── DATA FOR THIS TASK
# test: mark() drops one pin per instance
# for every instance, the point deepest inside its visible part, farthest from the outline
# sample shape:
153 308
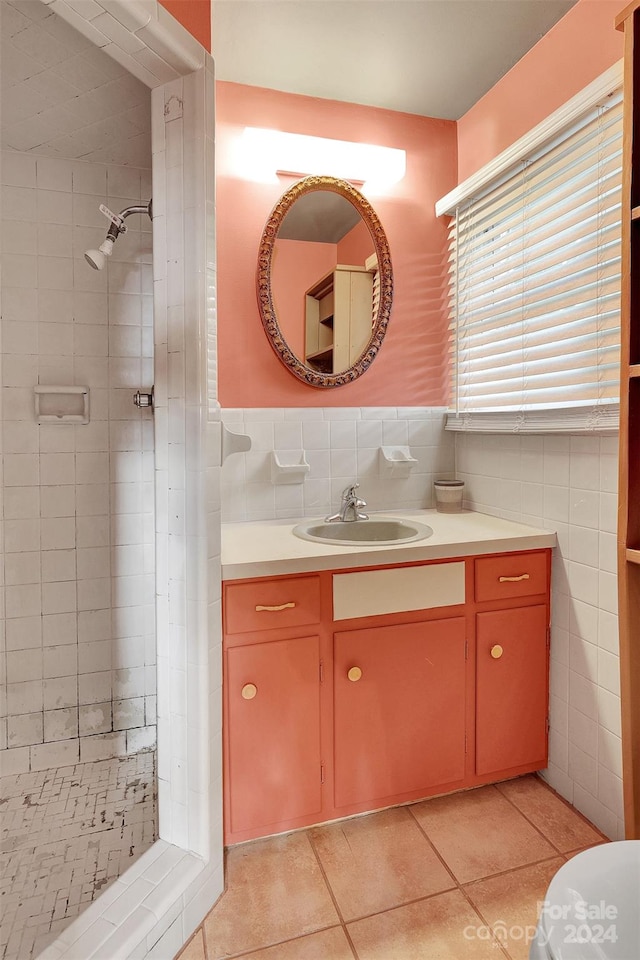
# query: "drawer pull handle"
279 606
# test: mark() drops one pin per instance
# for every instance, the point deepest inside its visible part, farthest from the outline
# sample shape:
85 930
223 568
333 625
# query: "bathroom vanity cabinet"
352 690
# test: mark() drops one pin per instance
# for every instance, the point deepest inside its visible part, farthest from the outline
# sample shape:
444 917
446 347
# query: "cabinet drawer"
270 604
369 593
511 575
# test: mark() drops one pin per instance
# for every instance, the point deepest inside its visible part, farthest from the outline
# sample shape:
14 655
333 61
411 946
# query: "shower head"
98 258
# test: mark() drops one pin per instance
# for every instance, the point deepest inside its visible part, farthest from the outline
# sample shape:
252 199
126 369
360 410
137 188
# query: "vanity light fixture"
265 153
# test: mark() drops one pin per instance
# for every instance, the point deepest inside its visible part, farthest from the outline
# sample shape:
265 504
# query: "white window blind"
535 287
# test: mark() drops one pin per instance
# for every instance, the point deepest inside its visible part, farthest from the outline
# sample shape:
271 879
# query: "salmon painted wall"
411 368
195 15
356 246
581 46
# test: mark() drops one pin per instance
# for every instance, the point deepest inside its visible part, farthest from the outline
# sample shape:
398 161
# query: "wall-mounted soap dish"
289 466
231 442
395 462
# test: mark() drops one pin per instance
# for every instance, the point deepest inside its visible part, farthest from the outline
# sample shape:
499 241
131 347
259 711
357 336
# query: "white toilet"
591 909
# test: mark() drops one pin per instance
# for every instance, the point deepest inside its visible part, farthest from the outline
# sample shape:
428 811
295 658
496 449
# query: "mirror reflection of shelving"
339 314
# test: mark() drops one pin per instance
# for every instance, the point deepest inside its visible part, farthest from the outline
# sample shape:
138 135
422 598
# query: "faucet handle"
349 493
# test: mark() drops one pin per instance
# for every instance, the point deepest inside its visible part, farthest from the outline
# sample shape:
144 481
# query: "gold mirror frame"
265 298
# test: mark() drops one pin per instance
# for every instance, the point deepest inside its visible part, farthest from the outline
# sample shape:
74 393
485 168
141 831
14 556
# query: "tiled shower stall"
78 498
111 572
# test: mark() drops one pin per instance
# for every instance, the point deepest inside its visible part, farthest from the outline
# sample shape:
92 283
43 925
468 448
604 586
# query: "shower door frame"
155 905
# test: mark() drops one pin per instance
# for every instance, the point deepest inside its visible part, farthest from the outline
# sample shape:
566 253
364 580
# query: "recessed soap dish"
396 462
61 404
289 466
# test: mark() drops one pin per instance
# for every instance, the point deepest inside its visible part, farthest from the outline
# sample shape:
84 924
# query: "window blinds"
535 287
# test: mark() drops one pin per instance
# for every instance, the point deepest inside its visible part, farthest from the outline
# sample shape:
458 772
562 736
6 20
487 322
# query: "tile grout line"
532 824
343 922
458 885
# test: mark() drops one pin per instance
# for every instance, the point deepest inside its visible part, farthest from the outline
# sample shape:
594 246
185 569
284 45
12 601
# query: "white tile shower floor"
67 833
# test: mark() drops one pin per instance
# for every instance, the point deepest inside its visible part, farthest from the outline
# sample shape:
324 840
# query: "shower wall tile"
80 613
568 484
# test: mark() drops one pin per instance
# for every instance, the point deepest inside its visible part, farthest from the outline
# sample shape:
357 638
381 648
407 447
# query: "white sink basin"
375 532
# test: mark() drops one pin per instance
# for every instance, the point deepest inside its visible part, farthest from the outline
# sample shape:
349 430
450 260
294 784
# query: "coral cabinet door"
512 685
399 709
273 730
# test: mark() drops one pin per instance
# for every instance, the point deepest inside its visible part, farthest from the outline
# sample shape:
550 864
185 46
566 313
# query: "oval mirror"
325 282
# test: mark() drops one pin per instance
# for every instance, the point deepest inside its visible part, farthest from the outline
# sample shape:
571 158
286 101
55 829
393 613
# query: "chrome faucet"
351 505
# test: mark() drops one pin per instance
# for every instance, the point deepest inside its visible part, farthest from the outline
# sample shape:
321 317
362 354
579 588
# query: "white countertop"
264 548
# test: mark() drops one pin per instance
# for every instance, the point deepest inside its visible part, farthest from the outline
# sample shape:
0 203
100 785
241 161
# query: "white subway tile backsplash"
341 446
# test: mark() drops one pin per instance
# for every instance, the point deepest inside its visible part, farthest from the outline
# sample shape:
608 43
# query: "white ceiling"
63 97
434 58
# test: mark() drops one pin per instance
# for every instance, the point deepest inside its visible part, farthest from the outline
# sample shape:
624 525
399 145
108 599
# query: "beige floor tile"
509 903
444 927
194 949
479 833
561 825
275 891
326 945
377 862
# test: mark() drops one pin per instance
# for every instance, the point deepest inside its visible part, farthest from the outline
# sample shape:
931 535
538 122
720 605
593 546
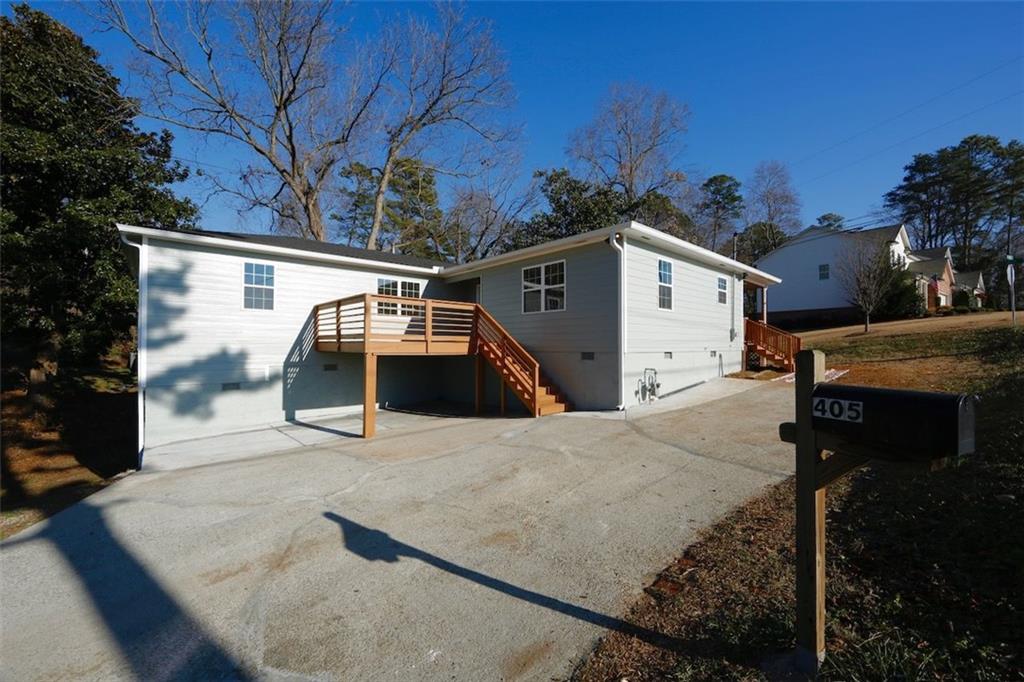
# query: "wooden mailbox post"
────
## [PROBLEM STATEMENT]
Transcribe each entry precisely as given, leaving the pictures out.

## [RESULT OF THIS EXERCISE]
# test: mark() drops one pin per instance
# for every instance, the point deepest inside its visible part, farthest from the outline
# sample shape:
153 308
# query: "drawer pull handle"
279 606
# test: mark() drops one pin per instance
# for every instance, the point deepest inside its visible part, farthest from the outline
# sample shape:
85 930
223 568
333 625
# query: "bathroom vanity cabinet"
352 690
# test: mark() drops one pin per instance
# for every instance, the point deepest inside its visible part, farthest from the outline
# sample shape:
444 917
446 347
# query: "cabinet drawer"
270 604
369 593
511 575
# test: mark() drops one pin per instance
# for every instance, the point deepest inside its visible part, farthest from the outline
# sample shape:
14 655
333 61
411 946
# query: "shower head"
98 258
# test: mark() drops one pin per instance
# for every instance, the point deepest inside its visible part, farthest from the outline
# sample shape:
252 199
126 369
360 410
137 188
# query: "vanity light fixture"
265 153
# test: mark() drops one pin per instance
# for every instance, the point deepest inside its visible part, farthest from the outline
# sample shape:
265 504
# query: "white window blind"
535 287
# test: mark() drops one pin per instance
# for every instance, the point deepest inside its visible part, farthest from the outline
# sample shape:
271 879
# query: "salmon painted wall"
411 368
195 15
356 246
581 46
# test: mark() drops one pin per instance
# for every instance, the point deepest inside its visible part, farthest from the outline
# sample shape:
398 161
# query: "wall-mounted soap dish"
289 466
231 442
395 462
# test: mark() drops one pin per instance
# for every instance, the point deepest inside its visible part, farthest from the outline
# sample shape:
499 241
131 347
259 711
357 336
# query: "white toilet"
591 909
# test: mark() drops one pin per instance
# for every instance, the point deepest inside its visible part, farthest from the outline
# sample shape:
428 811
295 658
496 449
# query: "mirror reflection of shelving"
339 314
# test: mark() drops one pin per instance
# for every instance, the point deepest inside its visible part, farthest from the outline
# sample shape:
138 135
422 598
# query: "faucet handle"
349 493
# test: mark() drops one pin per instance
# for every instance, the point deepest inside its visible part, farthest from the outline
# sample shape:
144 481
# query: "gold mirror frame"
265 298
# test: mark() drops one pin per instance
# for every instance, the point deepest inside its visible part, farthest from the outline
# sample shape:
74 393
485 168
141 831
14 556
# query: "tiled shower stall"
78 498
111 572
# test: mark() drops one pin per instance
# for every instance, the point deepest inside its visible part, farthest from the outline
# sample shape:
92 283
43 925
468 448
604 586
# query: "shower door frame"
155 905
# test: mark() drops one pin per instance
# for every instance, the point deepest inside its visible part, farthest from the outline
# sample shape:
566 253
364 580
# query: "recessed soap dish"
396 462
61 404
289 466
# test: mark() drops one pin per instance
# for every instance, the point deepest inside its visible part, farthest from the outline
# sample shape:
84 924
# query: "window blinds"
535 287
# test: mark() drops one pin per instance
# for every instance, the point deepest inside its visible part, farthest from the outline
# sample shape:
458 772
562 736
6 20
487 322
# query: "tile grout line"
532 824
343 922
458 885
# test: mark() drops one pin per instance
# for every instance, the point deepest inside its visible part, farthest from the outline
# sample shape:
594 246
185 569
284 45
12 601
# query: "white tile shower floor"
67 833
# test: mark() drops one pin per instance
# for every instance, the point deepest inside its visible part, farthest from the outline
# sample shape:
324 840
# query: "shower wall tile"
80 613
568 484
# test: mark() drops one pin per instance
# for every instance, the point deepest inside its visible part, farthest from the outline
# sample shape:
357 638
381 648
407 447
# query: "white sink basin"
375 532
# test: mark() drops one pin per instance
# for every instance, the point deepest inside its visible part, farthest from the outline
# sample shape:
349 430
450 260
294 784
# query: "coral cabinet door"
512 685
399 709
273 730
# test: mark() drops one pin per instance
# for every instance, the point deepest inside its visible part, farthest from the outline
# sample shape:
550 864
185 46
566 313
# query: "oval mirror"
325 282
# test: mark() drops one pin per instance
# for every instance, the point deepest inside its visible part, farthest from the outline
# sample shape:
571 158
286 101
55 829
393 613
# query: "chrome faucet"
351 505
# test: mark() drops one pin per instance
# for every instance, the point deepest inside its visible part, farthest from the outline
# sample shape:
321 317
362 354
579 588
# query: "white countertop"
264 548
# test: mark() drops one pin per instance
# for every instance, the point deepest inside its visible part, farthest from the outline
# sample shape:
0 203
100 785
241 161
# query: "white subway tile backsplash"
341 446
# test: mark() drops one pin per instance
# for every instance, the point deepest inside its visible part, farthest from the outline
# sample shape:
608 43
# query: "white ceiling"
63 97
434 58
# test: mark() drops one pin per instance
# for every instance, the point deepest inside its visible part, farthest from the outline
# sample shape:
624 525
399 145
108 599
# query: "beige floor tile"
509 903
444 927
194 949
479 833
561 825
275 891
326 945
377 862
# test: mark() drops one pin per instance
# for every instance, the point deepest inside its visible part, farthest from the outline
# sample shape:
931 535
538 122
720 605
593 546
# query: "wooden mailbox post"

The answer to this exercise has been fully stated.